#### Requirement:
What you give back must match the records below word for word.

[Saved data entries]
*** Begin section ***
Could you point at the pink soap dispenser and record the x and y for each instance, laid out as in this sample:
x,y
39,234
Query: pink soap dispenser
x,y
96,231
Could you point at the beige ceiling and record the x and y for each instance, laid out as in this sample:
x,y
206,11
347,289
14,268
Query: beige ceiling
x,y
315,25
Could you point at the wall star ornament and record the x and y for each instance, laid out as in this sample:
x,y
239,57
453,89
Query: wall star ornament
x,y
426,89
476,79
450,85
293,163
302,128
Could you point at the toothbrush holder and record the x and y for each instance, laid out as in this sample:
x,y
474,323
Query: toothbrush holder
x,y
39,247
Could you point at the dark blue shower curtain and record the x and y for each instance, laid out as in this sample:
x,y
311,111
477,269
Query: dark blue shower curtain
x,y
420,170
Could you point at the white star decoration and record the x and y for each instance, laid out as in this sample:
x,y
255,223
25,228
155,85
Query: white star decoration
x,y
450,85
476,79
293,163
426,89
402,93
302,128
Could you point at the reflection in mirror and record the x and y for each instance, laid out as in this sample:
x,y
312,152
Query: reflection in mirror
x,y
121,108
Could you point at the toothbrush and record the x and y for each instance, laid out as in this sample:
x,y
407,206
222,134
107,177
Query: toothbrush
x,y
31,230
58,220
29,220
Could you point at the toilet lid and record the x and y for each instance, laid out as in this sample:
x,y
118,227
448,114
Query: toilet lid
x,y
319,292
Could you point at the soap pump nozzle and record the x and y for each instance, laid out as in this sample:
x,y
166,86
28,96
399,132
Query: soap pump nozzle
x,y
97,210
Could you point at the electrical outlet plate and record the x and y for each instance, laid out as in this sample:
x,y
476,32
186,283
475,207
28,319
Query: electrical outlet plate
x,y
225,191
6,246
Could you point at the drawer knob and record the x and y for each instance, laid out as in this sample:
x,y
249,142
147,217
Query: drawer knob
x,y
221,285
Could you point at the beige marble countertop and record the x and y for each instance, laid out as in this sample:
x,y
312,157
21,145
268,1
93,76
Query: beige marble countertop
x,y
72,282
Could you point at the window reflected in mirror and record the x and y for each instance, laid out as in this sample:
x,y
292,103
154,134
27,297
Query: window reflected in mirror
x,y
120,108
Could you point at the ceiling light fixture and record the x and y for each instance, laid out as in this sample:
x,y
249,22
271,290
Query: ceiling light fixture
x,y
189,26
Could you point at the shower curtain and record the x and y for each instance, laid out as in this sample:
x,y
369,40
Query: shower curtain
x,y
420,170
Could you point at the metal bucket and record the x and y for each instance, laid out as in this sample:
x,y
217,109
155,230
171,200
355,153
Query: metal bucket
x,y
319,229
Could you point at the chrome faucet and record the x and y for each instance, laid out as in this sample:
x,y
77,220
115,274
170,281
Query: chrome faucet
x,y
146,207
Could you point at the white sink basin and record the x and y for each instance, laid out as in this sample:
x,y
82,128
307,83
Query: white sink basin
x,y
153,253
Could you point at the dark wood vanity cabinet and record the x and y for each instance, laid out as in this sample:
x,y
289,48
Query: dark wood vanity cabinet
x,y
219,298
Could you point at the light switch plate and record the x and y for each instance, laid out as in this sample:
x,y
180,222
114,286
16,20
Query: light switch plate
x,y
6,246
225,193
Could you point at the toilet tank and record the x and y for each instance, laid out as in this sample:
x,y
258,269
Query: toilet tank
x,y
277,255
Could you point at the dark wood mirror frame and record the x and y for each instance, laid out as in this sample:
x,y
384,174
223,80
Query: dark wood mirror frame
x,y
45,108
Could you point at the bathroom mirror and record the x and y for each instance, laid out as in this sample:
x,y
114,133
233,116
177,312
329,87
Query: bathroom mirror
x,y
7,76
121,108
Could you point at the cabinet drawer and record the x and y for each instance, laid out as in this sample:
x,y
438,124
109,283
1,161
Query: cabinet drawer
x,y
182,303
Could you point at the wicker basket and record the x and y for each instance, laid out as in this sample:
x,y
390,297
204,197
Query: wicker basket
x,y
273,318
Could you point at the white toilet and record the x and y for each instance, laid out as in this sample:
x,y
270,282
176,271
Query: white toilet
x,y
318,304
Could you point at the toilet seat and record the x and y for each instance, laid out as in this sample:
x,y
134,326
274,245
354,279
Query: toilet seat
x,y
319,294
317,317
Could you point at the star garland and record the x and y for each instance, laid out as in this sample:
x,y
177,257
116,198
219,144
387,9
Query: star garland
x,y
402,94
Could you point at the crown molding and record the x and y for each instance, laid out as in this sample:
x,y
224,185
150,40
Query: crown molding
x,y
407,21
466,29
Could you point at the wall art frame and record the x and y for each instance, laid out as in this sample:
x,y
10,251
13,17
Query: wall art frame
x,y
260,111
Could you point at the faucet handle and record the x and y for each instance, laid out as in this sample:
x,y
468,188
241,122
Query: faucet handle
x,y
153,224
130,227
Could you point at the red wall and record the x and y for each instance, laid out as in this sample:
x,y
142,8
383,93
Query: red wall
*** End section ***
#### Output below:
Could you point at the pink soap dispenser and record the x and y for each instance, laid out as in this sample:
x,y
39,234
Query: pink soap dispenser
x,y
96,231
Could you point at the beige ceiling and record the x and y for each instance, laid out as in this sample:
x,y
206,11
347,289
14,268
Query: beige ceiling
x,y
315,25
Could you point at the wall star ornament and record the x and y for each instance, laid out as in this sample:
x,y
239,57
453,89
Query: wall star ornament
x,y
426,89
476,79
450,85
293,163
302,128
Could you point at the toothbrush holder and record the x and y for each instance, laid out as in this sample:
x,y
474,323
Query: toothbrush holder
x,y
39,247
Could you point at the dark blue shower curtain and record the x and y for each instance, laid out as in this sample:
x,y
311,111
477,269
Query: dark blue shower curtain
x,y
420,170
Could you point at the white star decoration and record the x and y for each instance, laid out as in this sample:
x,y
255,223
25,228
155,85
Query: white star decoration
x,y
450,85
476,79
293,163
426,89
402,93
302,128
Could you point at the reflection in mirror and record the x and y for each instance, laid out as in this sample:
x,y
312,152
Query: reflection in mirror
x,y
121,108
Could you point at the toothbrush and record the x and y for each instance, laid out as in this sample:
x,y
407,206
222,134
107,177
Query: toothbrush
x,y
31,230
58,220
29,220
Could you point at the toilet lid and record the x and y for each instance, laid out as in this sample:
x,y
118,227
448,114
Query: toilet lid
x,y
319,292
Could you point at the soap pump nozzle and record the x and y for each instance, laid out as in this sample:
x,y
166,86
28,96
399,132
Query: soap pump nozzle
x,y
97,210
Could you point at the electrical outlet plate and record the x and y for each instance, laid out as in this sample:
x,y
476,32
186,283
475,207
28,319
Query: electrical outlet plate
x,y
225,191
6,246
Could you point at the drawer knob and record the x and y for each instance, laid out as in this sample:
x,y
249,142
147,217
Query: drawer knob
x,y
221,285
Could you point at the beige marble countertop and record the x and y for each instance, laid out as in this sample:
x,y
312,157
21,145
268,1
93,76
Query: beige marble countertop
x,y
72,282
Could you point at the window reflected in mirror and record the x and y for each instance, laid out as in this sample:
x,y
292,103
154,134
27,297
Query: window reflected in mirror
x,y
120,108
Could you point at the ceiling light fixture and record the x and y for each instance, laid out as in this sample:
x,y
249,22
271,290
Query: ceiling light fixture
x,y
189,26
Could you point at the shower curtain and record the x and y for each instance, laid out as in this sample:
x,y
369,40
Query: shower curtain
x,y
420,170
Could you point at the metal bucket and record the x and y for each instance, laid out as in this sample:
x,y
217,109
155,230
171,200
355,153
Query: metal bucket
x,y
319,229
Could you point at the chrome faucet and record the x and y for each instance, laid out as in this sample:
x,y
77,220
115,274
170,281
Query: chrome faucet
x,y
146,207
Could you point at the white sink basin and record the x and y for each instance, laid out as in this sample:
x,y
82,128
307,83
Query: white sink basin
x,y
153,253
Could you point at the dark wood vanity cabinet and record the x and y for each instance, laid out as in this sample:
x,y
289,48
Query: dark wood vanity cabinet
x,y
219,298
Could you point at the light switch plate and record the x and y for each instance, laid out as in this sample:
x,y
180,222
114,286
16,20
Query: light switch plate
x,y
6,246
225,193
Could you point at the toilet tank and record the x and y for each instance, laid out as in this sample:
x,y
258,269
Query: toilet tank
x,y
277,255
Could you point at the dark wood mirror frame and record the x and y for each instance, laid out as in this sample:
x,y
384,174
223,80
Query: dark wood mirror frame
x,y
45,108
Could you point at the bathroom mirror and record the x and y for each instance, laid out as in this sample:
x,y
114,133
233,116
177,312
329,87
Query: bathroom mirror
x,y
7,76
121,108
Could you point at the cabinet drawer and record the x and y for each instance, laid out as in this sample:
x,y
438,124
109,283
1,161
Query: cabinet drawer
x,y
182,303
Could you point at the wicker basket and record the x and y for each instance, laid out as in this sample:
x,y
390,297
204,197
Query: wicker basket
x,y
273,318
Could you point at the white toilet and record the x and y for each instance, laid out as in this sample:
x,y
270,282
176,271
Query: white toilet
x,y
318,304
Could you point at the toilet seat and record the x and y for each instance, laid out as in this sample:
x,y
134,326
274,245
354,279
Query: toilet seat
x,y
319,294
317,317
Could you point at the star garland and record the x and y for each instance, laid out as in this sample:
x,y
177,257
116,198
219,144
387,9
Query: star garland
x,y
402,94
Could you point at the crown molding and record the x and y for each instance, laid out as in this sample:
x,y
224,185
150,40
Query: crown molding
x,y
407,21
466,29
Could you point at the wall art frame and record the x and y for each instance, laid out as in this sample:
x,y
10,251
13,17
Query: wall art frame
x,y
260,111
Could you point at the faucet handle and record the x and y for each instance, laid out as in this sample:
x,y
468,188
241,122
Query: faucet handle
x,y
153,224
130,227
Could you point at the red wall and record the x and y for each instance, laid out as in this sample:
x,y
142,8
383,93
Query: red wall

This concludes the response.